> _Document_
▼

President Trump is not a normal politician. The world is now wandering in a bleak and frightening danger zone.
On July 4, in a phone call with Ukraine’s President Zelensky, Mr Trump asked: ‘Volodymyr, can you hit Moscow? Can you hit St Petersburg too?’
Mr Zelensky replied: ‘Absolutely. We can if you give us the weapons.’
This is not quite true, by the way. Ukraine could not hit Moscow with US missiles at the time, unless it also had the help of US troops and experts. If this thing happened, Russia would view it as an American (and Nato) attack on Moscow. I do not know where that would end. It would be better not to start it.
Should we be afraid that it might happen? It is reasonable.
Mr Trump has flattened or broken many of the restraints which normally keep US presidents from becoming despots or global megalomaniacs. Almost everyone who ought to stand up to him is now afraid of him.
He veers crazily from one policy to another, and the fact that we have now been told that the plan to bomb Moscow is off does not comfort me.
Mr Trump grows keener on war every day. He could, if he wished, have stopped Israel bombing Tehran. He could, if he wished, halt the nightmare Israeli war in Gaza.

Donald Trump talks to Ukrainian president Volodymyr Zelensky at the Nato summit in The Hague last month

On July 4, in a phone call with Mr Zelensky, the US President asked: ‘Volodymyr, can you hit Moscow? Can you hit St Petersburg too?’
He must know that his stealth bombing of Iran failed in its main aim. Iran still has a nuclear programme, so he will soon have to decide whether to do it again.
This is all so stupid. Anyone who was really concerned about Ukraine and its people would be trying to end the war, not to expand it. Darkness is closing in on President Zelensky. Ukraine has suffered appalling casualties, still secret. The country is entangled in corruption scandals even greater than normal.
Mr Zelensky’s political opponents are increasingly being silenced by lawless methods, sanctions and security purges. Media criticism is strangled. Millions have left the country. Millions more are refugees within it. The economy is a ruin and living standards fall as inflation rises.
Press gangs roam the streets, seizing young men and bundling them off to army service. Many then desert.
I’m not going over all this again, except to defy liars by pointing out that I condemned the Russian invasion from the start and still do. What I also said was that Ukraine was being used by others, who did not care about the country or its people.

▲

> _Raw records_
▼

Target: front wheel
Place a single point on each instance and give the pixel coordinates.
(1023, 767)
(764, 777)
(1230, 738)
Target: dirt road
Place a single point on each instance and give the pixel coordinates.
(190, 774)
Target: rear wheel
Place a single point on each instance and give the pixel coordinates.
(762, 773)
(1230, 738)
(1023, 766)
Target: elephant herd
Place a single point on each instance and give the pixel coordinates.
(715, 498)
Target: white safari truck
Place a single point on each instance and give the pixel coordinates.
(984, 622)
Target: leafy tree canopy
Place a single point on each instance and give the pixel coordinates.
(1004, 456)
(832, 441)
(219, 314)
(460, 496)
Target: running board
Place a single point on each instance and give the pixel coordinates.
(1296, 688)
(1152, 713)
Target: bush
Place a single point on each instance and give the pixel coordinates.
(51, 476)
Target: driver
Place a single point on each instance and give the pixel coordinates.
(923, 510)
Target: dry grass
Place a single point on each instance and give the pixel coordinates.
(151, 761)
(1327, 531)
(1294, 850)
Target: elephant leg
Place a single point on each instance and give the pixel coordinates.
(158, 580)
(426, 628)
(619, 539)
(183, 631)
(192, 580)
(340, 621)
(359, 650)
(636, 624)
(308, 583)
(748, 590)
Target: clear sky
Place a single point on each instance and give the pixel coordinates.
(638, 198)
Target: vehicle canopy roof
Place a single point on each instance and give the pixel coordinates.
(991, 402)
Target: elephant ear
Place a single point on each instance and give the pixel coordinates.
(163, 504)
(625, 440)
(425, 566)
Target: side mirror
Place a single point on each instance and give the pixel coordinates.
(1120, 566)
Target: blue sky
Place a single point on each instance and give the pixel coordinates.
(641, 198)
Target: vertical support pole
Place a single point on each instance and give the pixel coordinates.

▲

> _Tasks to carry out_
1 > Answer these questions about the column on Trump and the Ukraine war.
(a) How did Mr Zelensky reply when asked whether Ukraine could hit Moscow?
(b) What does the writer say many young men do after being forced into army service?
(c) What does the writer say he condemned from the start?
2 > Resume the column on Trump and the Ukraine war after its final sentence.
The material above stands apart from the column on Trump and the Ukraine war.

> _Responses to the tasks_
1 >
(a) "Absolutely. We can if you give us the weapons."
(b) Many of them desert.
(c) The Russian invasion.

2 >
They turned it into a battering ram, so they could have a war with Russia without actually fighting themselves.
I rather think events have proved my point.
The last thing we need now is to pour petrol on the glowing embers of the stupidest war in modern history.
Sean’s Soviet thriller tells us so much

Michelle Pfeiffer and Sean Connery stand in Moscow’s Red Square in the 1990 film The Russia House
Last week I finally managed to see the 1990 film The Russia House, starring Sean Connery and Michelle Pfeiffer in a thriller set in Moscow. I missed it at the time because I was living in Moscow and it was not, I think, shown there then.
But its accurate evocation of the Russian capital in that gloomy, exciting era made me gasp. So did its plot – a Soviet atomic scientist reveals its nuclear programme is a decrepit shambles. The KGB obligingly confirms the story by killing him. The CIA angrily rejects the information because it is unwelcome to powerful interests who want to spend more on arms.
Fanciful? Well, this appeared in The New York Times of March 30, 1998: ‘The end of the Cold War has shrunk the arms industry and forced it to diversify. But expansion of the North Atlantic Treaty Organisation – first to Poland, Hungary and the Czech Republic, then possibly to more than a dozen other countries – would offer arms makers a new and hugely lucrative market. America’s six biggest military contractors have spent $51million on lobbying in the last two years.’
That would now be worth $100million. They must have expected big contracts in return. It explains a lot.
A rapid route to disaster
Picture a pretty footpath by a river, peace and summer sun. And then a raucous clattering noise not far off – the engine of a motorbike, not allowed in such a place.
I jumped aside before it turned the corner, in time to see the machine – stripped of its number plates – being ridden fast and dangerously by three frightening, young hooded men.
One was masked, the others smirked as they defiled the quiet, secluded place for which they had no use.
In many years I have not seen such a thing on that path.
I am sure that it is a side effect of the Government’s crazy liberation of electric motorbikes, fast, heavy, requiring neither numberplates nor driving licences.
Bad people now know they can do this, and nothing will happen to them.
The story was heartbreaking. The woman who told it to me – middle-aged, shabby but respectable, an unshed tear in one eye – was convincing.
‘My elderly mother is dying in a nursing home in X [a city 100 miles away]. I have no money for the fare. Please help me.’
I didn’t believe a word of it – but what if it was true? I gave her some money anyway.
Then, before I was even out of sight, I saw her hurry across the road to a large, scowling and expensively dressed young man who treated her as if she was, in some way, in his power.
And she gave him my money, before fastening her glittering eye on another victim. I wonder how many she needed.
Oddly, this has not put me off giving to beggars, just reminded me of how savage humanity can be.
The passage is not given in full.